━━ SELECTED EXCERPT ━━

Abstract
Objective
Few coding variants in genes associated with type 2 diabetes (T2D) have been identified, and the underlying physiologic mechanisms whereby susceptibility genes influence T2D risk are often unknown. The objective of this study was to identify coding variation that increases risk for T2D via an effect on a pre-diabetic trait.
Design and Methods
Whole exome sequencing was done in 177 Pima Indians. Selected variants (N=345) were genotyped in 555 subjects characterized for body fatness, glucose disposal rates during a clamp, acute insulin response to glucose, and 2-hour plasma glucose concentrations during an OGTT, and were also genotyped in up to 5,880 subjects with longitudinal measures of BMI. Variants associated with quantitative traits were assessed for association with T2D in 7,667 subjects.
Results
rs7238987 in CYB5A associated with body fatness (p=7.0×10−6). This SNP and a novel SNP in RNF10 also associated with maximum recorded BMI (p=6.2×10−7 and p=7.2×10−4) and maximum childhood BMI z-score (p=5.9×10−4 and p=8.5×10−7). The BMI increasing alleles increased risk for T2D (p= 0.01; OR=1.13 [1.03–1.24] and 9.5×10−3, OR=1.49 [1.10–2.02]).
Conclusions
CYB5A, which has a role in stearyl-CoA-desaturase activity, and RNF10, with an unknown role in weight regulating pathways, associated with adiposity and nominally increased risk for T2D in American Indians.

━━━

_REQUIRED WORK_.
A) Translate the following sentence from the abstract on coding variants and type 2 diabetes into Spanish: "Whole exome sequencing was done in 177 Pima Indians."
B) Carry on the abstract on coding variants and type 2 diabetes from the point at which it stops.

━━ LISTED ENTRIES ━━

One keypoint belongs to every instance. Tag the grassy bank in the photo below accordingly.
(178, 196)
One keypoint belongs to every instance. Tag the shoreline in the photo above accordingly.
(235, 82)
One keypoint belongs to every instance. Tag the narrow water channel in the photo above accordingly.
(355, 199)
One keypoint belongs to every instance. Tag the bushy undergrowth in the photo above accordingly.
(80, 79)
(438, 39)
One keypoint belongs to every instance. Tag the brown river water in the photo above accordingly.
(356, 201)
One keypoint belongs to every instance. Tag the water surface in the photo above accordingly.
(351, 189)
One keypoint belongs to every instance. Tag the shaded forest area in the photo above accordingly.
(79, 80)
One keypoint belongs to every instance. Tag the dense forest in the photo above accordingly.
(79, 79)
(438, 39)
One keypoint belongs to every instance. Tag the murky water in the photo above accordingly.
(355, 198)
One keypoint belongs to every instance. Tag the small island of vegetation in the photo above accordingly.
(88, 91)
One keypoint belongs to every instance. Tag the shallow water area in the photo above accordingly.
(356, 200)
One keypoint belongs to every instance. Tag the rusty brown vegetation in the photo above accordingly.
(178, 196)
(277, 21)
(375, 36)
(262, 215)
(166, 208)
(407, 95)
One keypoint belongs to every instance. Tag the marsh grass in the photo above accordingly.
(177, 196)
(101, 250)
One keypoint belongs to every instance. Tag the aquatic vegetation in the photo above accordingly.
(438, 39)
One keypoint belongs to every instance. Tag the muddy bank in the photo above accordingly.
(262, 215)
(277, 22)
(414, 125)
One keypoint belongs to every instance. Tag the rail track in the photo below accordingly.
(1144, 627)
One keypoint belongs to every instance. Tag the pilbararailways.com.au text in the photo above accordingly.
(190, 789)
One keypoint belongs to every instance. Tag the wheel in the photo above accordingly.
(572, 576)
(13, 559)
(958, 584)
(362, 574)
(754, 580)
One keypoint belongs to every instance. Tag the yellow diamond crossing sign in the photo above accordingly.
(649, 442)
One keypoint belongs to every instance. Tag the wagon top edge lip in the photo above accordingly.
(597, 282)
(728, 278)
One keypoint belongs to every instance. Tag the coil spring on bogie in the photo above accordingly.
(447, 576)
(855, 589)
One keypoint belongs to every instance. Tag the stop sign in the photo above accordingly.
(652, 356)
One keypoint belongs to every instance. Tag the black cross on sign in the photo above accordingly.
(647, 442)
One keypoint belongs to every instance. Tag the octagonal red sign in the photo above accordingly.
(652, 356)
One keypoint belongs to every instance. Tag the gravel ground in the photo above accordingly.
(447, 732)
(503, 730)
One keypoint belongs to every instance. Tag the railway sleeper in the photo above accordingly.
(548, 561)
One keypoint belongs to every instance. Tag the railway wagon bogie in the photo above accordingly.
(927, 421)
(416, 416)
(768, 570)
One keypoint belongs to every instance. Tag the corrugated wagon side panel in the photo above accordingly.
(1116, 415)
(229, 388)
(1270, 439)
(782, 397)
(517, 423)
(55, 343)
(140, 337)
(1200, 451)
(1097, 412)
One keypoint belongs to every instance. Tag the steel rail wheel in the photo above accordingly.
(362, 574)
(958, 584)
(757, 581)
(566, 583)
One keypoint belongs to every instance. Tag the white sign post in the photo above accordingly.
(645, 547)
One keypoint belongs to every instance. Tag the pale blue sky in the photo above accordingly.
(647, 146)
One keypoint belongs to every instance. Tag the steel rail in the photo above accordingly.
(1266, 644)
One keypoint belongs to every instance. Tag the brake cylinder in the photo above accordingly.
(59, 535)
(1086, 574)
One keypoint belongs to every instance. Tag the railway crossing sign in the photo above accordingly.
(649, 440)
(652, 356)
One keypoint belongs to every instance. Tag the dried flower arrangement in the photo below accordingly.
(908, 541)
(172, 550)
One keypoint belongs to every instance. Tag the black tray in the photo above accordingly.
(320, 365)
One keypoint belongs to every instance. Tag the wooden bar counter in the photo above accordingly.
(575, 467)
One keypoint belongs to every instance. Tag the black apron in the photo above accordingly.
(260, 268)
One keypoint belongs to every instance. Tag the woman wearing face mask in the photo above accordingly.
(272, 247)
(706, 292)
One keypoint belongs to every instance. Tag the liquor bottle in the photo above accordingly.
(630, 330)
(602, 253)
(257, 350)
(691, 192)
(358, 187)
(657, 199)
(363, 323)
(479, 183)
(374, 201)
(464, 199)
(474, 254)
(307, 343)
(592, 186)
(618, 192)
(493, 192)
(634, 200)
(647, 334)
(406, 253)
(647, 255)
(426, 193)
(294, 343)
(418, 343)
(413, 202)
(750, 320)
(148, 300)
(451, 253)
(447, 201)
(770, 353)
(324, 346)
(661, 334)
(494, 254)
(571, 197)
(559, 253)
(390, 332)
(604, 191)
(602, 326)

━━━

_ANSWERS BY ITEM NUMBER_.
A) Se realizó la secuenciación del exoma completo en 177 indígenas pima.

B)
Keywords: BMI, Exome sequencing, RNF10, CYB5A, SCD1
Introduction
T2D is heritable, and prior genome-wide association studies have identified common, non-coding variants associated with this disease (1). However, the actual functional variant and the affected metabolic pathway that leads to T2D are often unknown. Body fatness, insulin secretory dysfunction and insulin resistance predict T2D, and their relative hazard ratios (95% CI) are 1.80 (1.29–2.51), 2.33 (1.49–3.70) and 1.64 (1.25–2.00) in Pima Indians (2). To identify potentially functional variants that affect metabolic traits known to increase risk for T2D, we used whole exome sequencing to detect coding variation that associates with a pre-diabetic trait, and then assessed whether the variant is associated with T2D.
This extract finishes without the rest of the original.